### INSTRUCTIONS TO FOLLOW:
Below are records; transcribe only the line with "Security feed analysis — locate every instance of ocean visible" and those after it, through the last line, without any change.

### INPUT ROWS:
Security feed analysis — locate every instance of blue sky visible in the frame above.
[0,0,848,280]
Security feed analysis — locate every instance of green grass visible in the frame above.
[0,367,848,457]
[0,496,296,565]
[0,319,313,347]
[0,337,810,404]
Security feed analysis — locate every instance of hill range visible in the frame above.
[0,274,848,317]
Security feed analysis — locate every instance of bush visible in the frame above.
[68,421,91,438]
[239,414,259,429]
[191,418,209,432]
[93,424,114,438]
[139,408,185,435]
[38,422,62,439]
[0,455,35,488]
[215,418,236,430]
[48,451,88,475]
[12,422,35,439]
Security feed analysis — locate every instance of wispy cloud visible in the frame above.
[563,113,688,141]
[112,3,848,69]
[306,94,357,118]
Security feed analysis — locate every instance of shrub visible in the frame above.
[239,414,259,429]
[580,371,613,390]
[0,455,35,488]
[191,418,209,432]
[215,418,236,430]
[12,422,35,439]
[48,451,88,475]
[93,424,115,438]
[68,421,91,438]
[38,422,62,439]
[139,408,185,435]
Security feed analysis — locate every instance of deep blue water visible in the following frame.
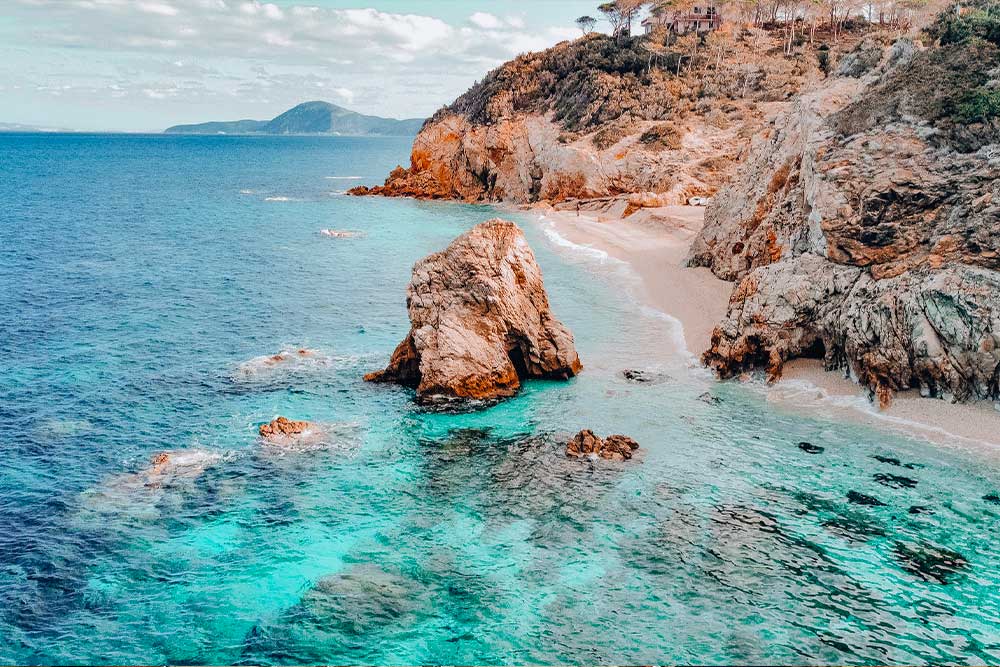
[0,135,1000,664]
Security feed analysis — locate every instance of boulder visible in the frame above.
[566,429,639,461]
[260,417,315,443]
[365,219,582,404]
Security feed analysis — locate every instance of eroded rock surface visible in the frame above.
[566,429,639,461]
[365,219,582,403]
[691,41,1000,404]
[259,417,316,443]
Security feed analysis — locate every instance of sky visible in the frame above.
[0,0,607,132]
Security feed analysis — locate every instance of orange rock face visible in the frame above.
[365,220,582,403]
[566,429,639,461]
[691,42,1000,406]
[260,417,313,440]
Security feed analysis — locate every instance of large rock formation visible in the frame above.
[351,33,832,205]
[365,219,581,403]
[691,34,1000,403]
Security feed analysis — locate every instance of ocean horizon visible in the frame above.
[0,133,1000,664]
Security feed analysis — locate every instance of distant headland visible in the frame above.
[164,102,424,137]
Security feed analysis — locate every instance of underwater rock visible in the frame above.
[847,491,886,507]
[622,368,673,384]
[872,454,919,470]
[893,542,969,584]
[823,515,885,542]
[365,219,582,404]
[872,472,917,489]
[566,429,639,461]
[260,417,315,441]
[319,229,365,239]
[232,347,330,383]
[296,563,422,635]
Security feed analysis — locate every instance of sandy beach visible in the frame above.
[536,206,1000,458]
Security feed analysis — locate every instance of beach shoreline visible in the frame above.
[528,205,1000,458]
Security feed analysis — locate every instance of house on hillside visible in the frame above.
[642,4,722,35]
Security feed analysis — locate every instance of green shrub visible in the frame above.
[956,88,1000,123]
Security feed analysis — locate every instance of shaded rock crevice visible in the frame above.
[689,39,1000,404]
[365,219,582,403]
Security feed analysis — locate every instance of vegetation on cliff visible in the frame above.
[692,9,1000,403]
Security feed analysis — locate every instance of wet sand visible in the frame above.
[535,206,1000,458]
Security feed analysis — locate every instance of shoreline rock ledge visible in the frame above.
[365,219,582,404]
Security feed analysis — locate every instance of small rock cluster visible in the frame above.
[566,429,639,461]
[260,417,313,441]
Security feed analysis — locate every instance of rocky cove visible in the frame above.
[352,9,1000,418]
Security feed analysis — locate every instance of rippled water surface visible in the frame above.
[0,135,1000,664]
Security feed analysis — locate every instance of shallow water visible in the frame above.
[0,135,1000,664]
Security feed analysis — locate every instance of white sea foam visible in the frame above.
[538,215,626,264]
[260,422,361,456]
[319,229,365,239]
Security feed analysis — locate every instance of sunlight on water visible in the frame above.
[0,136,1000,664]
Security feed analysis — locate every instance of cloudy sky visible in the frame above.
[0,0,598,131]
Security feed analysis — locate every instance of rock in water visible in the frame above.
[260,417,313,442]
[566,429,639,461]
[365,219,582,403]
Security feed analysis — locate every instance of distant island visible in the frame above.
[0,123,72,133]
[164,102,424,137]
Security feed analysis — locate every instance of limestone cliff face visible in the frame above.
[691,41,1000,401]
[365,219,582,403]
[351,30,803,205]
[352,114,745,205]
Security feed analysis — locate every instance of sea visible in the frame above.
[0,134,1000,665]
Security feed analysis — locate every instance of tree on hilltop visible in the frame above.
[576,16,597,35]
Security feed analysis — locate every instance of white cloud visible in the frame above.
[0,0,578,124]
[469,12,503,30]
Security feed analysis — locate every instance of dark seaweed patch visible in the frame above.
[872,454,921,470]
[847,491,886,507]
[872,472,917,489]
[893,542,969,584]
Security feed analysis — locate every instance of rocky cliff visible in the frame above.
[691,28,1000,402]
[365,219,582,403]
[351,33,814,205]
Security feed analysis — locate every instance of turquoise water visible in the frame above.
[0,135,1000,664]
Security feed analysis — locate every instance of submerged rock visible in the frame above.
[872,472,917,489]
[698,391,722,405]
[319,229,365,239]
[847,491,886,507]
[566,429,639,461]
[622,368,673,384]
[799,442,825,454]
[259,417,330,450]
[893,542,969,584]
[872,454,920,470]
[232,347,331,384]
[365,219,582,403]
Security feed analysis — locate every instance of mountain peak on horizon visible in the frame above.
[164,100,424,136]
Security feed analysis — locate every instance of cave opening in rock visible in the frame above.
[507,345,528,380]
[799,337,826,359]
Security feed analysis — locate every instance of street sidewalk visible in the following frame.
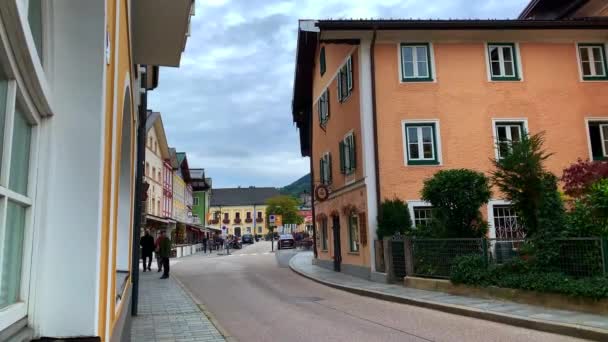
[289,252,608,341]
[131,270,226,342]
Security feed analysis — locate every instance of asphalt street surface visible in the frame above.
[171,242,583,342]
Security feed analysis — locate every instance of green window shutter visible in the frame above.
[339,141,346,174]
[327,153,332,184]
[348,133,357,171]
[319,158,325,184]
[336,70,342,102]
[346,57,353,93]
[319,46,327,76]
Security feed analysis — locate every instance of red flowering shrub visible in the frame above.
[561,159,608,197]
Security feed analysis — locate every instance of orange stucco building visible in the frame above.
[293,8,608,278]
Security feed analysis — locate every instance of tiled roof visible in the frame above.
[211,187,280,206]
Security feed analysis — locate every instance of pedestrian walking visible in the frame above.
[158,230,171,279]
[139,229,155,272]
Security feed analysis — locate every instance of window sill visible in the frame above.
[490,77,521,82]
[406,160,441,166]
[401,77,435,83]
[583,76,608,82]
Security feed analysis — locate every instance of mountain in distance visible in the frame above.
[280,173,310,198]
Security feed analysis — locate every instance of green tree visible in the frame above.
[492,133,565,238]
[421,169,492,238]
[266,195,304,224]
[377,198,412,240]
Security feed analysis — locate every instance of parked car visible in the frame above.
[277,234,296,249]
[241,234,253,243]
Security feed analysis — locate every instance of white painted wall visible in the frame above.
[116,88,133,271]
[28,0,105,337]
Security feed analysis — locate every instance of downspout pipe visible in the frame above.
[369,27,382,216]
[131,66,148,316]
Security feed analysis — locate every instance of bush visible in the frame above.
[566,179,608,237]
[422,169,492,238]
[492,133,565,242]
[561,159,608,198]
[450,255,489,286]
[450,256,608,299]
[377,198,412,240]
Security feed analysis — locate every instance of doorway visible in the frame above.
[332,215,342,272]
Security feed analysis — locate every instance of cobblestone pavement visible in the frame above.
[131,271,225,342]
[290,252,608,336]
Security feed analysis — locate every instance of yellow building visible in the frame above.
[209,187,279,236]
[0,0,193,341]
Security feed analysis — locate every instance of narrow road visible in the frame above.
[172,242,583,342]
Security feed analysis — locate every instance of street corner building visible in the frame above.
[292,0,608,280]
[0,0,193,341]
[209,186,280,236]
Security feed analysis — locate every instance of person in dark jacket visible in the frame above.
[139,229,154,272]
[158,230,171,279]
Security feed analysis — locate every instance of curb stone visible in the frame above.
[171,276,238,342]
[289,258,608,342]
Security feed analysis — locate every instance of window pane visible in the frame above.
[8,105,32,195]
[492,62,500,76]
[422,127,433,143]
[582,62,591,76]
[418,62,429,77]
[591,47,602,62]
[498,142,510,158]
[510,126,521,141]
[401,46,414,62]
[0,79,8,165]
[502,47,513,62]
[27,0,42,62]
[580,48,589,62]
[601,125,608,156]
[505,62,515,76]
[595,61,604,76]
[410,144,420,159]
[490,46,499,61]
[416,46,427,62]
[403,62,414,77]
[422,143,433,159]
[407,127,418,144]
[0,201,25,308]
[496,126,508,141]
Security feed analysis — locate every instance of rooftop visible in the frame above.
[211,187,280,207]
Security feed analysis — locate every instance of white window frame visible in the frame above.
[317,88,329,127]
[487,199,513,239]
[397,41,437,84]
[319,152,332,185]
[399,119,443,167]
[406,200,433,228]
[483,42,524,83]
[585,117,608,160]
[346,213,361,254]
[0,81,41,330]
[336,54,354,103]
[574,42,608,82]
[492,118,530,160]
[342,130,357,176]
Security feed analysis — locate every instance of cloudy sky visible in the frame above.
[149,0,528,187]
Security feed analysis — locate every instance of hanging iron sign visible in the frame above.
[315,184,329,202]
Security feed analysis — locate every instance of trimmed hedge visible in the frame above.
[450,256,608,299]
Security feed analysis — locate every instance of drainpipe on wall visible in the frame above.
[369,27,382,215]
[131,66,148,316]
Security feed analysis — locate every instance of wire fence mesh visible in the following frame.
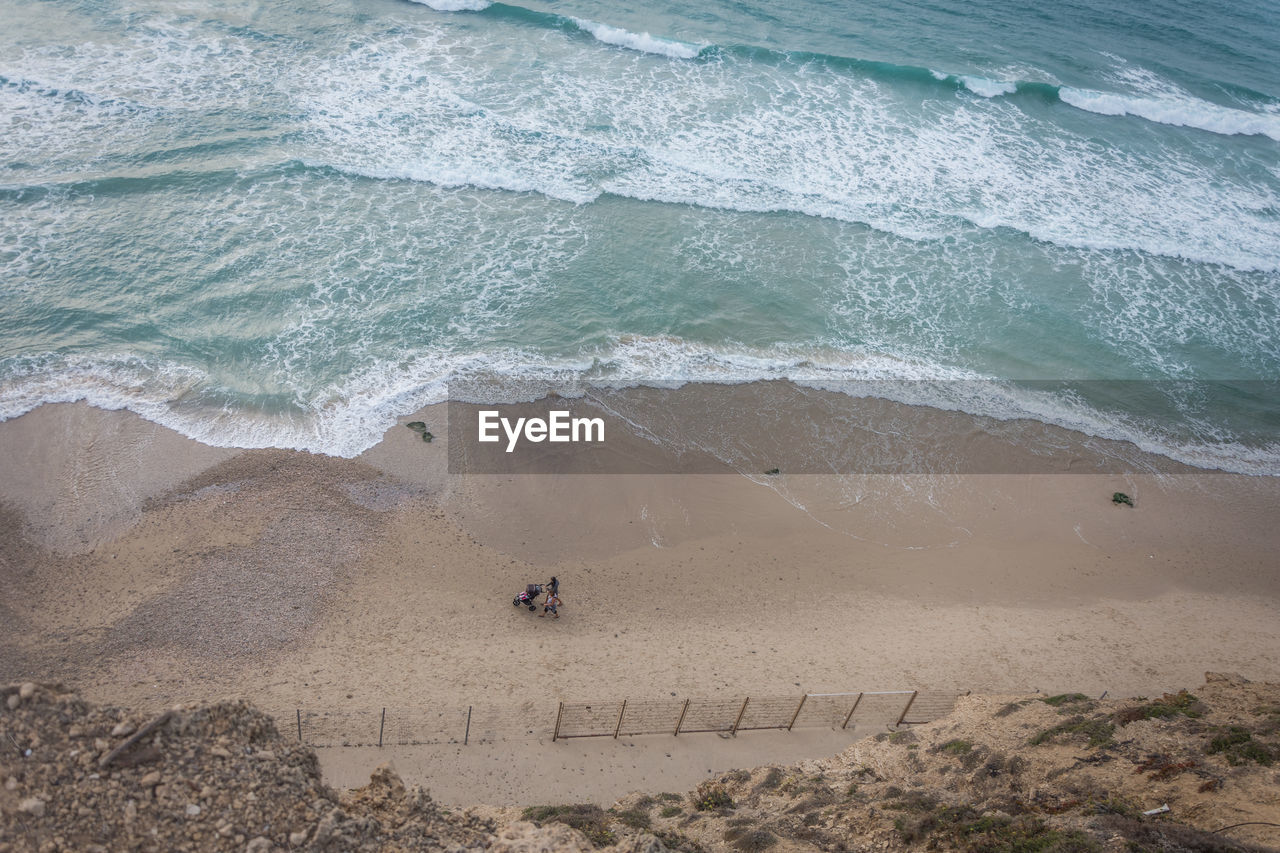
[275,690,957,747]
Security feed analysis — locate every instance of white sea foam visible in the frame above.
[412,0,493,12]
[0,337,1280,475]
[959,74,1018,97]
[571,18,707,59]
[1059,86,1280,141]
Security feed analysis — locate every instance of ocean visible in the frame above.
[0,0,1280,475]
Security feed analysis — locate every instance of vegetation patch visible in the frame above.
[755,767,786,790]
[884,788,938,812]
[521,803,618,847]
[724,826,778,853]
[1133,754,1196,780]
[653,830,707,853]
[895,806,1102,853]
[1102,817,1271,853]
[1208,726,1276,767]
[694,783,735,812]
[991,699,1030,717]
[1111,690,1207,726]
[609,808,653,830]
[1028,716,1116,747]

### SOLUTION BELOW:
Security feed analysis — locate every instance of ocean visible in the frame above.
[0,0,1280,475]
Security feed analysis — locate every instance of vegetation patch visible in the frame above.
[755,767,786,790]
[884,788,938,812]
[521,803,618,847]
[724,826,778,853]
[1133,754,1196,780]
[653,830,707,853]
[895,806,1102,853]
[1102,817,1271,853]
[1208,726,1276,767]
[694,783,735,812]
[991,699,1030,717]
[1111,690,1207,726]
[609,808,653,830]
[1028,716,1116,747]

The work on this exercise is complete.